> [Passage shown]
----

Matt Taibbi with a story about Michael Winston, who blew the whistle on Countrywide Mortgages. You can guess how http://www.rollingstone.com/politics/news/a-whistleblowers-horror-story-20150218#ixzz3S9J9l0Dh“>this all turned out, right?
He says he’s spent over a million dollars fighting Countrywide (and the firm that acquired it, Bank of America) in court. At first, that fight proved a good gamble, as a jury granted him a multi-million-dollar award for retaliation and wrongful termination.
But after Winston won that case, an appellate judge not only wiped out that jury verdict, but allowed Bank of America to counterattack him with a vengeance.
Last summer, the bank vindictively put a lien on Winston’s house (one he’d bought, ironically, with a Countrywide mortgage). The bank eventually beat him for nearly $98,000 in court costs.
That single transaction means a good guy in the crisis drama, Winston, had by the end of 2014 paid a larger individual penalty than virtually every wrongdoer connected with the financial collapse of 2008.
When Winston protested his preposterous punishment on the grounds that a trillion-dollar company recouping legal fees from an unemployed whistleblower was unreasonable and unnecessary, a California Superior Court judge denied his argument — get this — on the grounds that Winston failed to prove a disparity in resources between himself and Bank of America!
This is from the court’s ruling:
Plaintiff argues that the disparity in the resources between the individual plaintiff and the defendant Bank of America make it unfair to place the cost of the premium on plaintiff. Plaintiff offered no evidence in support of this argument; it is rejected.
“I mean, Carlos Slim, the world’s richest individual, is nothing next to Bank of America,” says Winston today. “I just have to shake my head at all of it.”
An articulate, well-educated family man who speaks with great pride about his two grown children, who’ve stood by him throughout his troubles, Winston’s life has been turned upside down by his experience.
“I’ve never in my life not worked, but I’m unemployable now,” says Winston, a longtime high-level executive at blue-chip corporations like McDonnell-Douglas and Lockheed Martin. Although he spent most of a lifetime scrupulously saving, he says he’s “worried now that there will be a time when I won’t be able to support my family.”
Even worse, while the bank was going after his savings, Winston was diagnosed with laryngeal cancer. He has been undergoing painful treatment ever since and is literally fighting for his life now, on top of everything else.

----

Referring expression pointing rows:
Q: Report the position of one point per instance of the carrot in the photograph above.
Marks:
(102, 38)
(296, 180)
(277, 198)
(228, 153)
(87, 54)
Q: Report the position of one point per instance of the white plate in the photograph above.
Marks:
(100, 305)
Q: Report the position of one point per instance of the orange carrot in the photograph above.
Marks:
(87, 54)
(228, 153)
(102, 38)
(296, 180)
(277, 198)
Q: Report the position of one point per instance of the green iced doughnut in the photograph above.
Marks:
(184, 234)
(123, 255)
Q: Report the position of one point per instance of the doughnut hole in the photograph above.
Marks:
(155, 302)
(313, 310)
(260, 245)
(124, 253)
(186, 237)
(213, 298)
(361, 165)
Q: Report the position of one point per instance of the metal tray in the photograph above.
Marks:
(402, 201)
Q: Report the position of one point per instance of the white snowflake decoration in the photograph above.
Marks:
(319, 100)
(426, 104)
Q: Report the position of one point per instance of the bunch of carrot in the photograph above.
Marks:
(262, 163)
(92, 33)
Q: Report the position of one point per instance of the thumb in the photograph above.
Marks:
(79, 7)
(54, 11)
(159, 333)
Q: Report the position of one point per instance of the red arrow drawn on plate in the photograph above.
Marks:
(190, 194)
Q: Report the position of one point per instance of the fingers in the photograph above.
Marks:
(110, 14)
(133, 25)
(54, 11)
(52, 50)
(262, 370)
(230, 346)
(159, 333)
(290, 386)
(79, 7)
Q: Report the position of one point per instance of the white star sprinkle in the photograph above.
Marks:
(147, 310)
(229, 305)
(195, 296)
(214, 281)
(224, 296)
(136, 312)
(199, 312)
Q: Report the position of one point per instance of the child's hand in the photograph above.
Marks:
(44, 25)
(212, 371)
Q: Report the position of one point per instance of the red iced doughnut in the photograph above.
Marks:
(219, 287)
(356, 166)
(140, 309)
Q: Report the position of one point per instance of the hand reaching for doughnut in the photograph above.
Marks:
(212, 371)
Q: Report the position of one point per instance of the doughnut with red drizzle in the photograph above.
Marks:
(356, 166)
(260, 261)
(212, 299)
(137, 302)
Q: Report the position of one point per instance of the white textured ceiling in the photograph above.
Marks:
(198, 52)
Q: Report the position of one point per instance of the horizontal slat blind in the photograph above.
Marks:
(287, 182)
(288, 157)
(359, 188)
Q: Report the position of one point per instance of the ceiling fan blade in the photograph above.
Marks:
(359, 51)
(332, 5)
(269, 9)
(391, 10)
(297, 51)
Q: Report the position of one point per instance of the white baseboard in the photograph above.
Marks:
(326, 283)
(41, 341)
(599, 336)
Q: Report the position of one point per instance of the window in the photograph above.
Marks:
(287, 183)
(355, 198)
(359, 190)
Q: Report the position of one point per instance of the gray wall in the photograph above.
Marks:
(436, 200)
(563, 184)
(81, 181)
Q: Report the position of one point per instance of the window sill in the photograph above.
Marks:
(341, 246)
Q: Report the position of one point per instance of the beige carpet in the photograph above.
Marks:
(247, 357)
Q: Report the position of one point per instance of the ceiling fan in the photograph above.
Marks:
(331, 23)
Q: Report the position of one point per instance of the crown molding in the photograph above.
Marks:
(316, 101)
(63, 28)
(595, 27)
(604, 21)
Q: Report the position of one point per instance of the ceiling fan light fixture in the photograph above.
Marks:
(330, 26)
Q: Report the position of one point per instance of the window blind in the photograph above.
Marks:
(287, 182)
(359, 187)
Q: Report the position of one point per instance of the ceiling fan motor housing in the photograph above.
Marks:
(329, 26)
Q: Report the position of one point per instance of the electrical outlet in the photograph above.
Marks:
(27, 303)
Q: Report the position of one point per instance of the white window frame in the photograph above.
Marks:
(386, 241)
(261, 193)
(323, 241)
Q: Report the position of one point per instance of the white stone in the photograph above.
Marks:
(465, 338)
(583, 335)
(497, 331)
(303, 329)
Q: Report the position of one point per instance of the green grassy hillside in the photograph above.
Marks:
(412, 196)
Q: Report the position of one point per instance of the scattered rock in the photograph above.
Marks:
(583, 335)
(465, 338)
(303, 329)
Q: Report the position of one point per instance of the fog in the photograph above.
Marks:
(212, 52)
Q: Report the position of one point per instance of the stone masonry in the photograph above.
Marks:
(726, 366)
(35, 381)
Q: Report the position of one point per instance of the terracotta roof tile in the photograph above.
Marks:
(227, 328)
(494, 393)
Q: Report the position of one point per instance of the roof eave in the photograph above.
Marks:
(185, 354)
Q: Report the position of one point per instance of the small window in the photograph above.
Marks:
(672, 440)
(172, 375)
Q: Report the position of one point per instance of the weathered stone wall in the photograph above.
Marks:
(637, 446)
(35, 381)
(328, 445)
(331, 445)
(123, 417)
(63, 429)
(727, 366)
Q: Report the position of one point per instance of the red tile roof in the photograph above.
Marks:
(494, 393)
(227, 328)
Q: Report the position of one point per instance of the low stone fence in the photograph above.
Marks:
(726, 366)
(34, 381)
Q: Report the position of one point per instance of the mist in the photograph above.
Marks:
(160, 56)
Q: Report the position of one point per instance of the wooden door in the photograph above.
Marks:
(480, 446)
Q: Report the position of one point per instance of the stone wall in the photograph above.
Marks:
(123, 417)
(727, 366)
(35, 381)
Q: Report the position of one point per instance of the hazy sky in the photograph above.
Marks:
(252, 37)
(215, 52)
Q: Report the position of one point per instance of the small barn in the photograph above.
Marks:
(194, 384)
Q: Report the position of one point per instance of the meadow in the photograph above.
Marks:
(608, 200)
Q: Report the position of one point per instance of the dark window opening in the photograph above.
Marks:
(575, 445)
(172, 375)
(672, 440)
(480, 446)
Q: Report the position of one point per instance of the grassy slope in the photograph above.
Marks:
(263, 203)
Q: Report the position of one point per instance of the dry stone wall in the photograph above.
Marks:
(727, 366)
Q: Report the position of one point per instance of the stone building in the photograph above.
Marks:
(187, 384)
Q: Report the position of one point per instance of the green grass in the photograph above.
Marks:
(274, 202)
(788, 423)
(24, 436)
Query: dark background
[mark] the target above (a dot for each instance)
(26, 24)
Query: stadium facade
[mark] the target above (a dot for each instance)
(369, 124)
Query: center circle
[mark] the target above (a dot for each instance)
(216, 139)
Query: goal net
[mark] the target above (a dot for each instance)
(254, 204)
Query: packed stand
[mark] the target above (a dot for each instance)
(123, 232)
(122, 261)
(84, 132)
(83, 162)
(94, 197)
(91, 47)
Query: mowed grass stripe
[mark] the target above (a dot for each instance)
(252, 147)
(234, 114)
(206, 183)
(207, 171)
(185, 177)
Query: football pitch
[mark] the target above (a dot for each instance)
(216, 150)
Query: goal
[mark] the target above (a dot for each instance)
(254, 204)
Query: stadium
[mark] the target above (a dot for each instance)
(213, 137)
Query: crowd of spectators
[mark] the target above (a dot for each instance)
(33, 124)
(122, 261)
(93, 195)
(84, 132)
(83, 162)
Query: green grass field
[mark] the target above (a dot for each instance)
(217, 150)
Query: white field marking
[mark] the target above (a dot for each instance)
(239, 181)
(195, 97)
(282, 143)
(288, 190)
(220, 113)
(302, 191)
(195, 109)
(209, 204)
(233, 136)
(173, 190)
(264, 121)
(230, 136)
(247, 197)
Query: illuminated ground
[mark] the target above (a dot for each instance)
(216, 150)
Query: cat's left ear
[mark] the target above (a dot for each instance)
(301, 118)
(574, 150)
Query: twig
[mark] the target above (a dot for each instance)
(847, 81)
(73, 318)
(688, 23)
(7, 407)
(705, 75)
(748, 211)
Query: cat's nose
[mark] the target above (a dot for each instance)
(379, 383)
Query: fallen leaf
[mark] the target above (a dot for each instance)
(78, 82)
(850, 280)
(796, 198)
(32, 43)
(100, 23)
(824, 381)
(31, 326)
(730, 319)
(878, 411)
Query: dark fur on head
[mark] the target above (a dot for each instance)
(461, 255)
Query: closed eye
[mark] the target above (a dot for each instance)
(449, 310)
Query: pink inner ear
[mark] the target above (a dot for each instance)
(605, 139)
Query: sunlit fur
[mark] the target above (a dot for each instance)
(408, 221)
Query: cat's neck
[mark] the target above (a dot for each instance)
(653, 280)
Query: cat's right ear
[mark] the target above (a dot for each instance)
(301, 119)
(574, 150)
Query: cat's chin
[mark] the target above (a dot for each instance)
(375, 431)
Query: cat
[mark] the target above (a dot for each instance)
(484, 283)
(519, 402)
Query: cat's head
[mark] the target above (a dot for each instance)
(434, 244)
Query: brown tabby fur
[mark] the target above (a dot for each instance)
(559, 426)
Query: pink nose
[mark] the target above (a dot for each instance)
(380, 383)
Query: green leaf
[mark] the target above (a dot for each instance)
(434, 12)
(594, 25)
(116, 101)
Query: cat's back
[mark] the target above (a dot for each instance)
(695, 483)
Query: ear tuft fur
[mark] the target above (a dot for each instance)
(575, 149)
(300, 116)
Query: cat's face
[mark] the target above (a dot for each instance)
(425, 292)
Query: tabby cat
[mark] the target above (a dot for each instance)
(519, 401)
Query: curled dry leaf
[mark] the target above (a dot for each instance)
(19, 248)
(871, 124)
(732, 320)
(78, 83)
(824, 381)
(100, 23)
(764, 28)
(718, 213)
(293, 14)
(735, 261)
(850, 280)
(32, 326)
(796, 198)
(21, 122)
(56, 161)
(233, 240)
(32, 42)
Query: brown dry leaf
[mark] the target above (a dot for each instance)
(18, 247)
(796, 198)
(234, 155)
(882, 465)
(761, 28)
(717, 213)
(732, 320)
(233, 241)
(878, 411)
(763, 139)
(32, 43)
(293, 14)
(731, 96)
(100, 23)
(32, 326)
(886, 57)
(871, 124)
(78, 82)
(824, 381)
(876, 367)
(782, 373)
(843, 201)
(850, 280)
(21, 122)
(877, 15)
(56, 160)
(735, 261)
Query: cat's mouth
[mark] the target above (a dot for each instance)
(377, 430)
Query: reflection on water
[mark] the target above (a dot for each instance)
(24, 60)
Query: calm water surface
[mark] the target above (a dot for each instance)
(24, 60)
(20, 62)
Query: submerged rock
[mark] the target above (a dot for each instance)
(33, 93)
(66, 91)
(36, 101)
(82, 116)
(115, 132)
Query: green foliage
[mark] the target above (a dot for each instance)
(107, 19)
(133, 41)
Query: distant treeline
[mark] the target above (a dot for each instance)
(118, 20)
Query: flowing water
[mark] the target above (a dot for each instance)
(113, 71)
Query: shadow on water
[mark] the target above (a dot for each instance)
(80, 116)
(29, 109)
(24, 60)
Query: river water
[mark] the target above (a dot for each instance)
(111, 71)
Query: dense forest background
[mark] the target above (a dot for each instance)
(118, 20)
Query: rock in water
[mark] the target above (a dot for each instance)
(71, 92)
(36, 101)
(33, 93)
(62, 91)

----

> [Action item A] Put this sentence from the Michael Winston piece into Spanish: "The bank eventually beat him for nearly $98,000 in court costs."
> [Action item B] Quote the stretch of the Michael Winston piece from "He says he’s spent" through "and wrongful termination.".
The rows aren't needed for any of this.

> [Task response A] Al final, el banco le sacó casi 98.000 dólares en costas judiciales.

> [Task response B]
He says he’s spent over a million dollars fighting Countrywide (and the firm that acquired it, Bank of America) in court. At first, that fight proved a good gamble, as a jury granted him a multi-million-dollar award for retaliation and wrongful termination.